■ **DATA TO PROCESS**:
......
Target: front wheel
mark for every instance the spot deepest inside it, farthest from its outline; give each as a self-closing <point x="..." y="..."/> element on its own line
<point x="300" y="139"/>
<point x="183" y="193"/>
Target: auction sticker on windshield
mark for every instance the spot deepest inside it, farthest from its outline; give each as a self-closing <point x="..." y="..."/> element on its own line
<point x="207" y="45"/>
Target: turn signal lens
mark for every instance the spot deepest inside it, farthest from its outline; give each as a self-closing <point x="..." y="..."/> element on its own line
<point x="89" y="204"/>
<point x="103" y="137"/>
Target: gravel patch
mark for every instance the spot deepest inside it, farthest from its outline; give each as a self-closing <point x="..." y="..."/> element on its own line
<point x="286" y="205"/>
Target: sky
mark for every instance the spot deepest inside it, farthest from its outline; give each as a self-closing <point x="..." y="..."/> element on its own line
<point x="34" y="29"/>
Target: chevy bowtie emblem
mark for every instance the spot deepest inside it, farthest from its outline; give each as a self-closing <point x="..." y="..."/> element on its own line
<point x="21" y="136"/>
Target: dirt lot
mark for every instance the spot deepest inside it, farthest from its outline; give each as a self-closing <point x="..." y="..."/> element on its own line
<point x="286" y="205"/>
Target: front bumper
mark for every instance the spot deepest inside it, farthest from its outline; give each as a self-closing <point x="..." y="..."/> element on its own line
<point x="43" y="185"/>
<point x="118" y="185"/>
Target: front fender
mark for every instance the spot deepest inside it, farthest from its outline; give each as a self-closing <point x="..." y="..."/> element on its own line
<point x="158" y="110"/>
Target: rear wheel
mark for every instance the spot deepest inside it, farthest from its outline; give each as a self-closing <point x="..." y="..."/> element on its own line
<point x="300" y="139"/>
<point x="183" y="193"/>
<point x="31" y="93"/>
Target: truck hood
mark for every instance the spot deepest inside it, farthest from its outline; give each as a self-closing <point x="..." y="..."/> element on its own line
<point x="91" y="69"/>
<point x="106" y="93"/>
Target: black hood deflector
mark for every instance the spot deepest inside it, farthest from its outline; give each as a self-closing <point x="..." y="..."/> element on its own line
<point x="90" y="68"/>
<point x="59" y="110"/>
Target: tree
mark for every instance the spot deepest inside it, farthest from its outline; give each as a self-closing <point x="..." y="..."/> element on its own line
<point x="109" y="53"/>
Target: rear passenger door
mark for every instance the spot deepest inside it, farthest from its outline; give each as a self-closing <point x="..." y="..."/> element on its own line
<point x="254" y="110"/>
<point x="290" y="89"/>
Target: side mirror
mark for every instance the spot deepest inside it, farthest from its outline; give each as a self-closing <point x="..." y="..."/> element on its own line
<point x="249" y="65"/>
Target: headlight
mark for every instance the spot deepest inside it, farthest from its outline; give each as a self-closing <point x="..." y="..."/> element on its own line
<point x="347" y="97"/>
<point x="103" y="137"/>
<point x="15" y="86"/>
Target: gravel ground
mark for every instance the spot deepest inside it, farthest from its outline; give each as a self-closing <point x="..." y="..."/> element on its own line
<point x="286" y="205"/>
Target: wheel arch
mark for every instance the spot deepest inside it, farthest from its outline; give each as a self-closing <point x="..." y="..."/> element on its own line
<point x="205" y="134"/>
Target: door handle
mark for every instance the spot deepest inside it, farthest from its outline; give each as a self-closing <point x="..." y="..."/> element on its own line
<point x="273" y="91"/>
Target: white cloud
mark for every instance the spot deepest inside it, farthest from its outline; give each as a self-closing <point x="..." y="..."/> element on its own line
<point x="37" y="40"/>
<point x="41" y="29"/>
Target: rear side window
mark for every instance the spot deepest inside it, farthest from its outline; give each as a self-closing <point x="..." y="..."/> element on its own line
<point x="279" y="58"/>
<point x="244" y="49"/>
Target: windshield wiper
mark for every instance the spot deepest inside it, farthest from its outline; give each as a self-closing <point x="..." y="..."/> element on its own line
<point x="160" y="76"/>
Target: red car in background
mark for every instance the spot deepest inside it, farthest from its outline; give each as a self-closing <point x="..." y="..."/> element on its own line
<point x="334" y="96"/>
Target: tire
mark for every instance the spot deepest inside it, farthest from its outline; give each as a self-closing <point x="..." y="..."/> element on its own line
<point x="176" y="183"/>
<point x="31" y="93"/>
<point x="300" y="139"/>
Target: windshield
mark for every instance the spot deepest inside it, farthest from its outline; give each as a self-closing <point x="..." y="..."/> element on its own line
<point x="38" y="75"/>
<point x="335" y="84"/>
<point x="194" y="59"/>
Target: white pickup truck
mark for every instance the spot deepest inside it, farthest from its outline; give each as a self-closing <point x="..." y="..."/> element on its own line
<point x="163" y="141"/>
......
■ **THE REQUEST**:
Please revise the records by changing "outline" to "border" wherever it occurs, and keep every other line and character unchanged.

■ **FULL RESPONSE**:
Target: front wheel
mark for every instance the spot deepest inside it, farthest from its border; give each as a self-closing <point x="..." y="..."/> element on its own line
<point x="300" y="139"/>
<point x="183" y="193"/>
Target: auction sticker on windshield
mark for every instance the spot deepest inside it, farthest from its border; give each as a self-closing <point x="..." y="..."/> element on its own line
<point x="207" y="45"/>
Target: turn signal lens
mark for every instance the spot deepest inside it, farthest from its border; give each as a self-closing <point x="..." y="..."/> element on its own line
<point x="89" y="204"/>
<point x="103" y="137"/>
Target: gravel patch
mark for every instance the spot deepest inside it, farthest from its border; give each as a self-closing <point x="..." y="..."/> element on its own line
<point x="286" y="205"/>
Target: sky
mark for every instance the spot deepest inside it, farthest from its border; give each as a self-closing <point x="..." y="..."/> element on its own line
<point x="34" y="29"/>
Target: chevy bowtie emblem
mark for every instance the spot deepest inside it, farthest from its border; give each as a self-closing <point x="..." y="..."/> element on its own line
<point x="21" y="136"/>
Target: dirt lot
mark for every instance the spot deepest inside it, farthest from its border; give each as a self-closing <point x="..." y="..."/> element on its own line
<point x="286" y="205"/>
Target: front bumper
mark for every instance the spot deepest inside it, farthest from its border; give each as a self-closing <point x="..." y="..."/> element on its own line
<point x="43" y="185"/>
<point x="118" y="185"/>
Target: front fender
mark for every instance the spot deepest inside it, farthest from its border; give each as a self-closing <point x="..." y="..."/> element on its own line
<point x="158" y="110"/>
Target: rear wheel
mark for every instance the spot deepest inside it, farthest from its border; give each as a self-closing <point x="..." y="..."/> element on its own line
<point x="300" y="139"/>
<point x="183" y="193"/>
<point x="31" y="93"/>
Target: truck hood
mark for every instance the spot deepest inside it, farthest from its border; give each as a self-closing <point x="..." y="..."/> element on its own line
<point x="91" y="69"/>
<point x="106" y="93"/>
Target: black hood deflector
mark for every instance the spot deepest inside it, farthest from its border; give each as a self-closing <point x="..." y="..."/> element on its own line
<point x="90" y="68"/>
<point x="59" y="110"/>
Target: tree
mark for every instance the spot deepest inside it, farthest from its border; give each as a self-closing <point x="..." y="..."/> element on its own line
<point x="109" y="53"/>
Target: rear passenger door
mark for every instance the spot deepest inside it, farthest from its border; give each as a self-closing <point x="..." y="..."/> element on its own line
<point x="254" y="110"/>
<point x="290" y="89"/>
Target: side mirror
mark for every instance the spot deepest inside it, farthest from its border; give each as a self-closing <point x="..." y="..."/> element on its own line
<point x="249" y="65"/>
Target: headlight
mark for every instance the spot deepest inside it, farthest from its border; give each as a self-closing <point x="..." y="..."/> element on its own line
<point x="347" y="97"/>
<point x="103" y="137"/>
<point x="15" y="86"/>
Target: gravel ground
mark for every instance the spot deepest inside it, farthest from its border; give each as a self-closing <point x="..." y="..."/> element on its own line
<point x="286" y="205"/>
Target: wheel arch
mark for every instance the spot deepest inside it, farthest from its border; give each as a self-closing <point x="..." y="..."/> element on its own line
<point x="205" y="134"/>
Target: door handle
mark for every instance the spot deepest inside it, farthest from its border; give each as a self-closing <point x="..." y="..."/> element on its own line
<point x="273" y="91"/>
Target: white cloud
mark for every instance the spot deepest inside it, farthest from its border; give each as a self-closing <point x="..." y="..."/> element on its own line
<point x="37" y="40"/>
<point x="41" y="29"/>
Target: rear side window
mark for every instance the spot deepest inside it, farthest from its border; give each as a self-closing <point x="..." y="..."/> element on its own line
<point x="279" y="58"/>
<point x="244" y="49"/>
Target: windshield wiper
mark for every instance the spot deepest inside it, farthest from its border; give each as a self-closing <point x="..." y="..."/> element on its own line
<point x="160" y="76"/>
Target: red car in background
mark for every instance the spot deepest inside it, farthest from its border; give each as a self-closing <point x="..." y="..."/> element on its own line
<point x="334" y="96"/>
Target: tire
mark for every instance the spot deepest inside it, farthest from its border; give each as a self-closing <point x="..." y="..."/> element on its own line
<point x="176" y="183"/>
<point x="31" y="93"/>
<point x="300" y="139"/>
Target: windshield
mark for every instance the spot deepest inside it, farthest from its border; give each as a self-closing <point x="..." y="..."/> element on its own line
<point x="38" y="75"/>
<point x="335" y="84"/>
<point x="194" y="59"/>
Target: white pickup truck
mark for every instance the spot deepest inside it, farthest from its border; give each as a self-closing <point x="..." y="..."/> element on its own line
<point x="163" y="141"/>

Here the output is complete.